WRITTEN TASK:
Arrange the listing below as a numbered list, one line per item and no blank lines. Leave the pictures out of your answer.

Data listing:
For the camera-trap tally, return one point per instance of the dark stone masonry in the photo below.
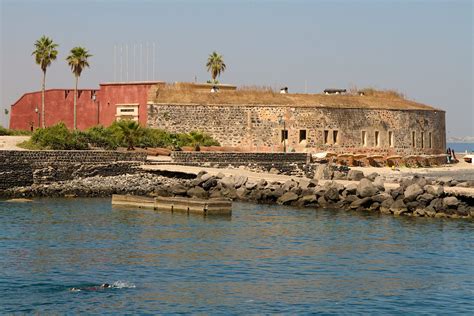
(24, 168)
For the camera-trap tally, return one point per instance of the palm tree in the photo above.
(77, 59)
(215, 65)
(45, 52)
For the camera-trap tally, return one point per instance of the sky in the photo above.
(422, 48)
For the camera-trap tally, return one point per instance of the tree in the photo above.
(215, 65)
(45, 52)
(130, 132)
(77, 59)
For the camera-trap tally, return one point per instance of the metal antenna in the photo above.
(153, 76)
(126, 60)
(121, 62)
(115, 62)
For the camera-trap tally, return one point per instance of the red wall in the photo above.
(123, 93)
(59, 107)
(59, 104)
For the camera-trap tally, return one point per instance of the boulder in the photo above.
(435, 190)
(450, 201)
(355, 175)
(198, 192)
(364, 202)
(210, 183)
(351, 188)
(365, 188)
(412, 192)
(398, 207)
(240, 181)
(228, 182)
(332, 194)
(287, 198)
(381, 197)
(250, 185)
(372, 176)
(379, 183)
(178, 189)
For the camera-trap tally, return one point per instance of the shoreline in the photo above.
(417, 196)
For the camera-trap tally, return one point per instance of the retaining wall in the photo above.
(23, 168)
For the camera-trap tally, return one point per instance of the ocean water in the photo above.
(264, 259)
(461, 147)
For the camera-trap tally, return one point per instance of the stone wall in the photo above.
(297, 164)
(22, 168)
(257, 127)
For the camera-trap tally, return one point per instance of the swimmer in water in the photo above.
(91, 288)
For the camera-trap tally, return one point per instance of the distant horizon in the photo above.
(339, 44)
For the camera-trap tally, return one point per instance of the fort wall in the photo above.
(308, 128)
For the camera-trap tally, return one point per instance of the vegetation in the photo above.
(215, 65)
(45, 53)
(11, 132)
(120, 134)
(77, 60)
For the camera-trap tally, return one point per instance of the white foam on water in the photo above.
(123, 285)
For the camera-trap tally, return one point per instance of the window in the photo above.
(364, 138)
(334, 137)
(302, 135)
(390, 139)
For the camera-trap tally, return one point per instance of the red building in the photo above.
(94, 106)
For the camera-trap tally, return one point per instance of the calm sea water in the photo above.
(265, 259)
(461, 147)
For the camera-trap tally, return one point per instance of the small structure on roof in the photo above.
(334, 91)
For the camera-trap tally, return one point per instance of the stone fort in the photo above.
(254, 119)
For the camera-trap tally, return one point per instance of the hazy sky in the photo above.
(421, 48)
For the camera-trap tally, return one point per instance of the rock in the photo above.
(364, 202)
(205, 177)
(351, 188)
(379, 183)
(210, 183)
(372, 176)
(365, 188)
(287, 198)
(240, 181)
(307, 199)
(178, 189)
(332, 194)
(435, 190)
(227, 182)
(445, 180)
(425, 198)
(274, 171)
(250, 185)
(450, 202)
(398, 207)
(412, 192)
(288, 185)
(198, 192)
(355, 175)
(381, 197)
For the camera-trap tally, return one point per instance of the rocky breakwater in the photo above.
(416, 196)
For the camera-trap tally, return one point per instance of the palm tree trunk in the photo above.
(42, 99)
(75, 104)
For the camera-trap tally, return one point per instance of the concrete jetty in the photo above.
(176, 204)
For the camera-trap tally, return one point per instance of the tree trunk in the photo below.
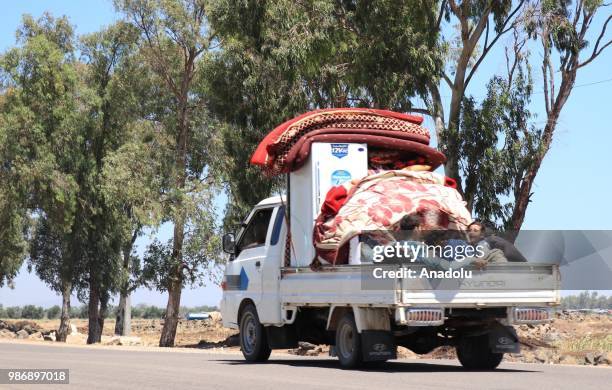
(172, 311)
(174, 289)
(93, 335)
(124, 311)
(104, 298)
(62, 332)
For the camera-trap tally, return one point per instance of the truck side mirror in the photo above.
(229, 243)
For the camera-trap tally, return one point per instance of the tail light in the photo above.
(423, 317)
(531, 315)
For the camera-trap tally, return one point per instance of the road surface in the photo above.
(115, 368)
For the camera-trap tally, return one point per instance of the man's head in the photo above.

ANSWER TO THE TASK:
1. For the camera-trap tally, return one point per instance of the dark stone masonry in the photo below.
2. (24, 168)
3. For the camera-trap tally, return one point per instance of the palm tree in the photo above.
4. (77, 59)
5. (215, 65)
6. (45, 52)
7. For the camera-trap tally, return one point per instance of the sky in the photo above.
8. (422, 48)
9. For the camera-trap tally, return one point per instance of the tree in the photo above.
10. (215, 65)
11. (45, 52)
12. (130, 132)
13. (77, 59)
14. For the camera-trap tally, return one point per instance of the metal antenna in the photo above.
15. (153, 76)
16. (126, 60)
17. (121, 62)
18. (115, 62)
19. For the camera-trap tally, return one point per instance of the red wall in the photo above.
20. (123, 93)
21. (59, 107)
22. (59, 104)
23. For the camera-trap tally, return one point per instance of the boulder in the photo above.
24. (435, 190)
25. (450, 201)
26. (355, 175)
27. (198, 192)
28. (364, 202)
29. (210, 183)
30. (351, 188)
31. (365, 188)
32. (412, 192)
33. (398, 207)
34. (240, 181)
35. (228, 182)
36. (332, 194)
37. (287, 198)
38. (381, 197)
39. (250, 185)
40. (372, 176)
41. (379, 183)
42. (178, 189)
43. For the camera-trap tally, return one point per instance of the shoreline in the photo above.
44. (417, 196)
45. For the camera-trap tally, return one point per instance of the retaining wall in the photo above.
46. (23, 168)
47. For the camera-trap tally, return one point per instance of the ocean water in the photo above.
48. (264, 259)
49. (461, 147)
50. For the camera-trap tally, return one point per instance of the stone wall in the photo above.
51. (297, 164)
52. (22, 168)
53. (257, 127)
54. For the camera-trap tally, return one point per instance of the swimmer in water in the photo above.
55. (91, 288)
56. For the camera-trap tally, return one point per instance of the distant horizon in the photo above.
57. (339, 44)
58. For the camera-trap tally, return one point per instance of the fort wall in the photo above.
59. (308, 128)
60. For the camera-trap tally, return one point per instance of the vegetation in the photo above.
61. (215, 65)
62. (45, 53)
63. (11, 132)
64. (120, 134)
65. (77, 60)
66. For the camera-trap tally, return one point per instance of the white foam on water in the photo above.
67. (123, 285)
68. For the camera-trap tally, return one point per instance of the window in the photo above.
69. (364, 138)
70. (334, 137)
71. (302, 135)
72. (390, 139)
73. For the camera-trap tally, return one point per instance of the red building in the photo above.
74. (94, 106)
75. For the camera-trap tally, return one point per instance of the calm sea water in the photo above.
76. (265, 259)
77. (461, 147)
78. For the camera-trap tally, return one point per instance of the small structure on roof in the photo above.
79. (334, 91)
80. For the camera-trap tally, return one point per instance of the stone fort in the photo above.
81. (254, 119)
82. For the camera-trap tally, return one point per instance of the hazy sky in the photo above.
83. (421, 48)
84. For the camera-trap tally, return one point per instance of the rock in the photo above.
85. (364, 202)
86. (205, 177)
87. (351, 188)
88. (379, 183)
89. (210, 183)
90. (372, 176)
91. (365, 188)
92. (287, 198)
93. (240, 181)
94. (307, 199)
95. (178, 189)
96. (332, 194)
97. (435, 190)
98. (227, 182)
99. (445, 180)
100. (425, 198)
101. (274, 171)
102. (250, 185)
103. (450, 202)
104. (398, 207)
105. (412, 192)
106. (288, 185)
107. (198, 192)
108. (355, 175)
109. (381, 197)
110. For the camera-trap tally, return one point per instance of the rocky breakwater in the photo above.
111. (416, 196)
112. For the camera-trap tally, return one point per instance of the palm tree trunk in the photo above.
113. (42, 99)
114. (75, 104)
115. For the camera-trap tally, return one point per instance of the concrete jetty in the photo above.
116. (176, 204)
117. For the camera-trap tally, return one point per instance of the tree trunk in the photo below.
118. (172, 311)
119. (174, 289)
120. (93, 335)
121. (124, 311)
122. (104, 298)
123. (62, 332)
124. For the camera-trap tally, return one point per instance of the truck side mirror in the photo above.
125. (229, 243)
126. For the camera-trap tally, return one point per instance of the tail light in the photo above.
127. (423, 317)
128. (531, 315)
129. For the camera-trap tally, return one point per instance of the road surface in the photo above.
130. (115, 368)
131. For the camera-trap tally, return one point per instance of the man's head in the photo above.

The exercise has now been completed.